### Исходный текст
▼
По ступенькам спустился в темное помещение. Вдоль стен были установлены кровати. Справа и слева было еще несколько комнат, в которых также были установлены спальные места. Небольшие полуторки, на которых спали местные, если сон вообще возможен в подобных обстоятельствах. Едва ли можно было кого-то опознать в этой темноте, но среди фигур нашел двух милых старичков. Три выезда мне не удавалось их найти. Из-за этого пребывание стариков на войне затянулось на почти полторы недели. Больше месяца дети Великой Отечественной войны провели в адской мясорубке. Три снаряда влетело в их квартиру. Герман Михайлович получил контузию, а Галине Андреевне из-за возраста было сложно стоять на ногах. Глядя на то, как пожилые люди помогали друг другу, становится понятно, что они выжили только благодаря тому, что они есть друг у друга.
– Я за вами приехал. Поедем в Донецк к вашим родственникам.
В нынешних обстоятельствах не редко, когда журналисты вывозят мирных жителей. Старики, раненые, женщины, дети. Эвакуируют всех, кто соглашается на выезд из пылающего города. Депутат НС ДНР Алексей Жигулин на днях вывез молодую маму с ребенком, который родился во время боев в Мариуполе. А накануне парламентарий и вовсе вывез семью из 9 человек.
Пока старики собирали свои вещи – небольшая спортивная сумка и целлофановый пакет с одеждой и документами, – успел получить еще один список с теми, кто находится в подвале.
– Правильно, бабушку и дедушку нужно вывозить, – говорила женщина в синей куртке.
В моем списке она тоже оказалась. Но ехать она отказалась. К сожалению, но я не в первый раз сталкиваюсь с этим. Люди, находясь в эпицентре боевых действий, по ряду причин не желают покидать «красную зону». У каждого мотивы свои. Кто-то не знает, куда ехать, кто-то не хочет быть обузой своим родным, кто-то беспокоится за свое имущество, а у кого-то есть и политические причины. Все, что получается сделать в таких случаях, – передать весточку родным, опубликовав видеообращение.
– А вы видели, что у второго входа в подвал торчит мина? – Молодой мужчина зазывал меня показать неразорвавшийся снаряд. Но времени было в обрез. Нужно было ехать дальше.
▲
(Сохраненные записи данных)
▼
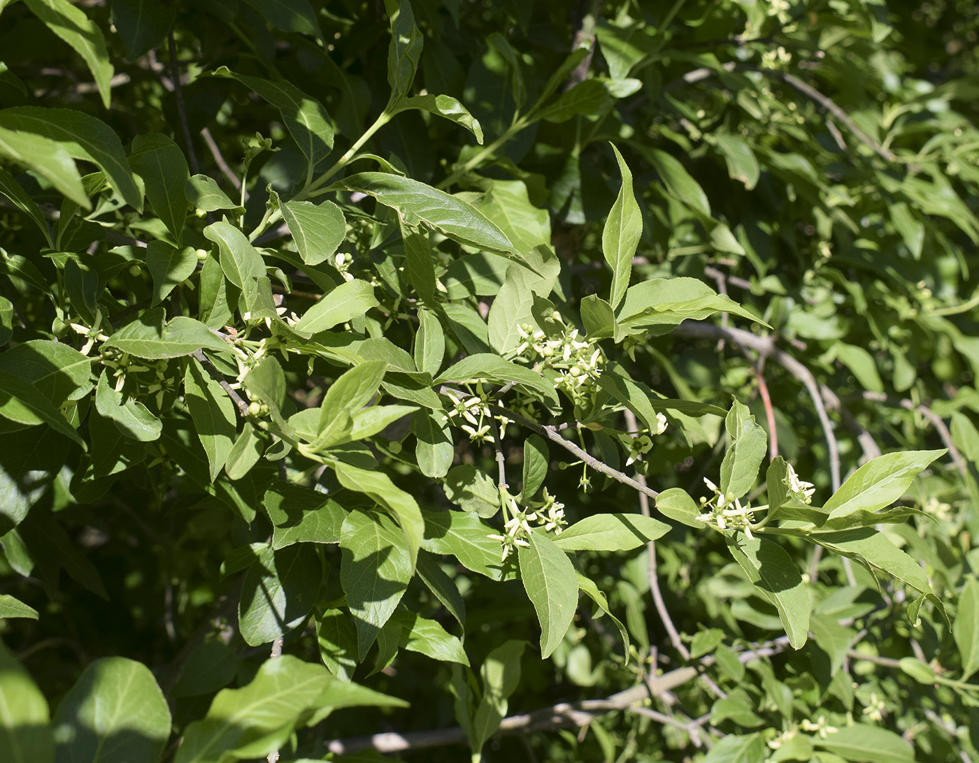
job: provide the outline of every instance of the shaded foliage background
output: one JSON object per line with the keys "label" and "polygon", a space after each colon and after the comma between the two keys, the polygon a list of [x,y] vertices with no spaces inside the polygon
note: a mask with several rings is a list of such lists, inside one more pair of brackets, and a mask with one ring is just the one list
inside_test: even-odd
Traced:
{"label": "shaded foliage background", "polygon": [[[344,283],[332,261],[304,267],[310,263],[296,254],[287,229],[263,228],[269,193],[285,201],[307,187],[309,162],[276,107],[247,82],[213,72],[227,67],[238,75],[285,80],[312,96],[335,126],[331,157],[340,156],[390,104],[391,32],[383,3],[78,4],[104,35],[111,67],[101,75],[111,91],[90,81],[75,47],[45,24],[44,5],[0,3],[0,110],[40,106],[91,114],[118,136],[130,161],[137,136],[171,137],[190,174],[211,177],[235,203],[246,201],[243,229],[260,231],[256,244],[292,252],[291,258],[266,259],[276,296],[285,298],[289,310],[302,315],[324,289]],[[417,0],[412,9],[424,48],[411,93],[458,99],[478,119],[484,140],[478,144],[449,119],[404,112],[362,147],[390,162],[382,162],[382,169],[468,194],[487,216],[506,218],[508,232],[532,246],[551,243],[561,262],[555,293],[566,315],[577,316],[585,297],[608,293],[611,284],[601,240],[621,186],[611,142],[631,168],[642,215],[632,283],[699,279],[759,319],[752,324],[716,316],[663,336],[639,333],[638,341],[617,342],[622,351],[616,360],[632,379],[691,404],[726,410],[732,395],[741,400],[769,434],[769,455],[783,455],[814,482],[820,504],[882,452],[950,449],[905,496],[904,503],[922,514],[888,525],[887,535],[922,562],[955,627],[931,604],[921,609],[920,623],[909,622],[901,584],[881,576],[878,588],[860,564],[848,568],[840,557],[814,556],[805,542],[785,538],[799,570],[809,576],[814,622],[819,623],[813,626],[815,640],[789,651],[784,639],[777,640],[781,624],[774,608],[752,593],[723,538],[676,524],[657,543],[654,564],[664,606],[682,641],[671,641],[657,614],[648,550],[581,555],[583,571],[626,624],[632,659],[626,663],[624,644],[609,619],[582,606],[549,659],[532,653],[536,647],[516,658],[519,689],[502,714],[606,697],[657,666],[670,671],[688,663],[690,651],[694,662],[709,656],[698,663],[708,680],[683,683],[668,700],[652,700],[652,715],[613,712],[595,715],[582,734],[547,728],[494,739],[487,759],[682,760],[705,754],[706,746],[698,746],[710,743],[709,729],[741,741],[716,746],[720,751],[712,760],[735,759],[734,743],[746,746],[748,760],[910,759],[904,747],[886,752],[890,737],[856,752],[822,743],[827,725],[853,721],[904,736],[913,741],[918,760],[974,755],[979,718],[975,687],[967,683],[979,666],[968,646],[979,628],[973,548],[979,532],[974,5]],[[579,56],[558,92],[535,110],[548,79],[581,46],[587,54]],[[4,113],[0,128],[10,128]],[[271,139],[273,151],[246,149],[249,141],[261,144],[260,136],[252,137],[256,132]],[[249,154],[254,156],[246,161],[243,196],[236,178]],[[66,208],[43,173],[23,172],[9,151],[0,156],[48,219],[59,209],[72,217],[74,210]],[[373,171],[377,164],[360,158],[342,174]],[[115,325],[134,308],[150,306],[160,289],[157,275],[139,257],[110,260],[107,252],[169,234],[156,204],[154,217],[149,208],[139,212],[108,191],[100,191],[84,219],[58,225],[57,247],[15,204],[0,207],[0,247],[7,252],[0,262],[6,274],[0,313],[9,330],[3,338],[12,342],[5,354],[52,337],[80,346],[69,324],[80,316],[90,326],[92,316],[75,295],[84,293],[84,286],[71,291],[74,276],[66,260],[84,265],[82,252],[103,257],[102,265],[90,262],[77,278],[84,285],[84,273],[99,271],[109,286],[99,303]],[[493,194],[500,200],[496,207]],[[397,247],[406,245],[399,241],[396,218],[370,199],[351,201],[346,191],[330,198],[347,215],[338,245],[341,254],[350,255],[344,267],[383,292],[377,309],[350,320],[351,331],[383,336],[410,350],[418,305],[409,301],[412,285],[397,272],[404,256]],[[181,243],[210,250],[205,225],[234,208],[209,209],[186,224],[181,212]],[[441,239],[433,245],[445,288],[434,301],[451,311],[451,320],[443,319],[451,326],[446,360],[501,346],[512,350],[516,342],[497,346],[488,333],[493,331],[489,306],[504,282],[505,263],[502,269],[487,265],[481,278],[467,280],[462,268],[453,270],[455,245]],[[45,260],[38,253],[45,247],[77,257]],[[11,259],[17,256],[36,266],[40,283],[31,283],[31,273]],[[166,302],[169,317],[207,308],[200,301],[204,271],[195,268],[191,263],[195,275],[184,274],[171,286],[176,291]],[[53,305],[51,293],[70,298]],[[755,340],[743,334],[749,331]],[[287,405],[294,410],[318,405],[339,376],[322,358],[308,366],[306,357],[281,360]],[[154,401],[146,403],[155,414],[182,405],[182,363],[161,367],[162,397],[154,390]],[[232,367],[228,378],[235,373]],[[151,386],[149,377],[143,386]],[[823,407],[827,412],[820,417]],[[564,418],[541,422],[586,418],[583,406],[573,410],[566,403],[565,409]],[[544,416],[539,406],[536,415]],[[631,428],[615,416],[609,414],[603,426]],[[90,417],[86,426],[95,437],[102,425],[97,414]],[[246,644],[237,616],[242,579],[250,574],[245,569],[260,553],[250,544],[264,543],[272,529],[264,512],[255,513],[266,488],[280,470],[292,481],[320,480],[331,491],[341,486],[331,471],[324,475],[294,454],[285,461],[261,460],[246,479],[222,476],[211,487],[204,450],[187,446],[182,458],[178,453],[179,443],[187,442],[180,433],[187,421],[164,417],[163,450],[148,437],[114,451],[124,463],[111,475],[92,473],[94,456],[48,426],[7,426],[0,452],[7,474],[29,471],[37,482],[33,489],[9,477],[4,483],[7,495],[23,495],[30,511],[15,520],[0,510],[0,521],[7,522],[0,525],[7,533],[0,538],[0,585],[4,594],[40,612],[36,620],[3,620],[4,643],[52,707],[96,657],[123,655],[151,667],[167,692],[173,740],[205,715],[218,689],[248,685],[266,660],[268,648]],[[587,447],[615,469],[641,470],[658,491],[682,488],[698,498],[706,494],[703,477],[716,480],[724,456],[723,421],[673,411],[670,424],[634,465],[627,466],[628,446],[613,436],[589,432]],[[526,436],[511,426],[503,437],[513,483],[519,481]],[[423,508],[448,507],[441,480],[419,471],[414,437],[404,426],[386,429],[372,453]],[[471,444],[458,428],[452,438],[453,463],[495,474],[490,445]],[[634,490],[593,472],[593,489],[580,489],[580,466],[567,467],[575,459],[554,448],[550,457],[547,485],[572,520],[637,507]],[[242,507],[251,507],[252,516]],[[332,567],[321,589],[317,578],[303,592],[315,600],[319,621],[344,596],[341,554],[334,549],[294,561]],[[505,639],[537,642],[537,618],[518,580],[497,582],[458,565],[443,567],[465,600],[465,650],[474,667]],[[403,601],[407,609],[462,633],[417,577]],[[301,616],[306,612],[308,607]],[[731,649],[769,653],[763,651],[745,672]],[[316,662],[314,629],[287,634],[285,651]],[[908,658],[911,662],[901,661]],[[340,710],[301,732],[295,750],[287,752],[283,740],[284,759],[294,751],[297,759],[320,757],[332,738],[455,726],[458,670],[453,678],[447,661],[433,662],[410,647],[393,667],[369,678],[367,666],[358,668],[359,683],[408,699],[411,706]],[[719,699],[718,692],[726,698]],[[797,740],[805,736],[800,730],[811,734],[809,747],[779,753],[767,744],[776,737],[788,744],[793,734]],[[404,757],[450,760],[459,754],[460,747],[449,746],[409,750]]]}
▲
Продолжите текст о вывозе стариков из подвала, начиная сразу после его последнего предложения.

На следующей точке мы встретили еще больше людей. Тут были и дети. Бегали по двору с прошитыми осколками детскими площадками, сожженными автомобилями, а композицию дополняли опаленные здания. Мальчишка бегал под звуки канонады с цветастым воздушным змеем.
– Возьмите его, – протянул паренек мне свой подарок.
– Оставь его себе.
– У меня еще есть. Возьмите этого себе.
Мальчик не отступал. Хотел, чтобы я взял воздушного змея с собой. Улыбался так озорно, будто и не было вокруг войны. Я попросил его сделать пару снимков. К нему тут же подбежал его друг. Пацаны начали гримасничать, ставить рожки и хихикать, пока затвор камеры щелкал кадр за кадром.
Тут же я встретил еще одну маленькую жительницу горячей точки, трехлетнюю Лизу. Малышка пока знает не так много слов. Своими крохотными пальчиками показывала количество лет, которые ей удалось прожить.
– Почему вы не уезжаете? – спросил я уже без камеры.
– А куда мы поедем?
– В Донецк.
– А у нас там никого нет. Ну, коллега бывшая была, но это несерьезно. Да не, не поедем никуда.
Чумазая малышка держала в руках шоколадную конфету. Лиза вместе с мамой даже не спускаются в подвал. Продолжают жить в своей квартире. Хотя их соседи уже перебрались в убежище.
Такие истории сложно забыть. Видел их неоднократно. Даже было время, когда казалось, что смирился с этой стороной жизни. С этим ничего не поделаешь, но все же сложно совладать с эмоциями, когда видишь, как девочка трех лет стоит посреди руин жилых кварталов, играет под звуки грома артиллерии и каким-то немыслимым образом находит в себе силы улыбаться. Должно быть, не осознает, что все это реально, а глупые взрослые просто играют в свои игрушки, но делают это крайне громко.
Прокручивал все это в своей голове, пока ехали обратно в Донецк. За окном мелькали пустые ящики от БК украинской армии на оставленных позициях под Еленовкой – ВСУ основательно готовились к штурму ДНР, но их планы были нарушены. Рядом сидела пара стариков, которых все-таки удалось вывезти из зоны боевых действий.
– Все, ад закончился, – сказал практически глухой Герман Михайлович. – Галя, это все.
12 апреля 2022 года
На переднем сиденье военный с позывным Вайфай нервничал. Тон его голоса изменился, когда мы стали подъезжать к одному из проспектов Мариуполя. Он безуспешно пытался выйти на связь по рации со второй машиной. Отклика не было.
– Куда он едет? Я же сказал, что там снайпер и пулеметчик.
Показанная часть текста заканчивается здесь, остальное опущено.